Nothing but the lines from the one containing "Can you see the man?" to the end of the material should be returned, each exactly as written.
<<<<
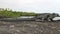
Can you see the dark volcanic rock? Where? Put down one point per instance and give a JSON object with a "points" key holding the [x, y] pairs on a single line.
{"points": [[29, 27]]}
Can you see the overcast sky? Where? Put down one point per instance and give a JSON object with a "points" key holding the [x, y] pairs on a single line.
{"points": [[39, 6]]}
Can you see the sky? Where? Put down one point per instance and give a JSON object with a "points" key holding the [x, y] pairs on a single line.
{"points": [[37, 6]]}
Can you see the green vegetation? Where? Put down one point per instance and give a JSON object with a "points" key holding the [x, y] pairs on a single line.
{"points": [[10, 13]]}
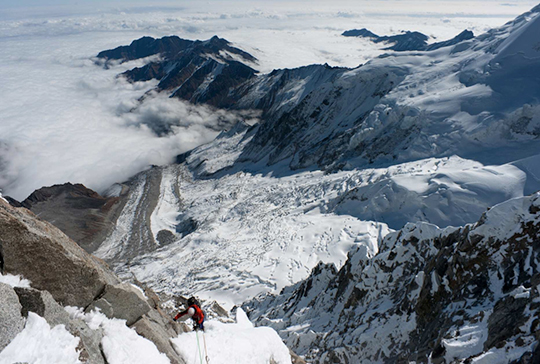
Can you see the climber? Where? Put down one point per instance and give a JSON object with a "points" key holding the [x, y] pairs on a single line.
{"points": [[195, 312]]}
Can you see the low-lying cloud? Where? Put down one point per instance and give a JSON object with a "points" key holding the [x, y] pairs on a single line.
{"points": [[65, 119]]}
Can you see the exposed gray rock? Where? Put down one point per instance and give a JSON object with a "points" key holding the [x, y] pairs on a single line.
{"points": [[11, 321], [43, 304], [121, 301], [49, 259]]}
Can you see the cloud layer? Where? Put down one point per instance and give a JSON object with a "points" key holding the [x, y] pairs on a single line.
{"points": [[62, 118]]}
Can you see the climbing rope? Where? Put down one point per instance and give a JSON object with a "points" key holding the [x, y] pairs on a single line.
{"points": [[205, 351], [200, 353]]}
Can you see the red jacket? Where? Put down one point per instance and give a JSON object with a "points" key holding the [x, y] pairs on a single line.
{"points": [[198, 316]]}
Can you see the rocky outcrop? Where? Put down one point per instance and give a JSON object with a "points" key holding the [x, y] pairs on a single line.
{"points": [[196, 71], [62, 273], [11, 321], [429, 295], [82, 214], [154, 327], [49, 259], [43, 304], [121, 301]]}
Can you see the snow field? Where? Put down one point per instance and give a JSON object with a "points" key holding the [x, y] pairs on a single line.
{"points": [[38, 343], [121, 344], [259, 232], [238, 343]]}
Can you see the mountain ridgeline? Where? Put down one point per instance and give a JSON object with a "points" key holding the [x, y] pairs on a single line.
{"points": [[466, 97], [408, 41]]}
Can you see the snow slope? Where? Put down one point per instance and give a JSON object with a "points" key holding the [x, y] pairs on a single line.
{"points": [[466, 294]]}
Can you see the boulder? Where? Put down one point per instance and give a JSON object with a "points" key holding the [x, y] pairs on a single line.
{"points": [[122, 301], [53, 262], [43, 304], [11, 321]]}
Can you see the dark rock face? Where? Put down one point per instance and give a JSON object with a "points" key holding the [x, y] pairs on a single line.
{"points": [[11, 321], [426, 292], [121, 301], [49, 259], [82, 214], [197, 71], [408, 41], [145, 47]]}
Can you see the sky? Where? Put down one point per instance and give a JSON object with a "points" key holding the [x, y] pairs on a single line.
{"points": [[65, 119]]}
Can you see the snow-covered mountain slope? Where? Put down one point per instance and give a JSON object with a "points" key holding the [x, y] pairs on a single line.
{"points": [[478, 99], [466, 294], [408, 41], [237, 234]]}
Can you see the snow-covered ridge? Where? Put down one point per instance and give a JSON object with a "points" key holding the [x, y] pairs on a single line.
{"points": [[237, 234], [430, 294]]}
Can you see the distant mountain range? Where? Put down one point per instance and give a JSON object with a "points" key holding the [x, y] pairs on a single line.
{"points": [[408, 41], [340, 206]]}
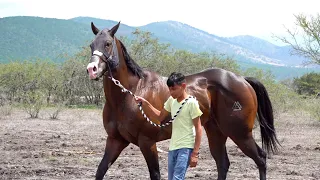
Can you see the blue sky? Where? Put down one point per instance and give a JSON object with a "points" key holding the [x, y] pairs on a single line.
{"points": [[260, 18]]}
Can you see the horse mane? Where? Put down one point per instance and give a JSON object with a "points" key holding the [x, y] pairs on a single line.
{"points": [[131, 64]]}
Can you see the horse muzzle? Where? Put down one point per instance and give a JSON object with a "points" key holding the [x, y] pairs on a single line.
{"points": [[93, 67]]}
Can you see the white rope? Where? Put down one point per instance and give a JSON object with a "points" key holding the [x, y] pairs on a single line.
{"points": [[124, 90]]}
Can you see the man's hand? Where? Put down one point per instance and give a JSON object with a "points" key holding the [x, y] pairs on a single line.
{"points": [[194, 159]]}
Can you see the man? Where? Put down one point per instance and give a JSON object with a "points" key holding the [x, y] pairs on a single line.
{"points": [[186, 127]]}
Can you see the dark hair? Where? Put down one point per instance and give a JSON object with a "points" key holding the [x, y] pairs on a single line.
>>>>
● Expected answer:
Can you see the man? Where? Put down one point per instance and give a JSON object with a "points" key holding the [x, y] pairs on a single line.
{"points": [[186, 127]]}
Can you see the dark hair? Where? Put down one point per instance and give a JSON object with a "points" key holding the [x, y] pairs on a single line.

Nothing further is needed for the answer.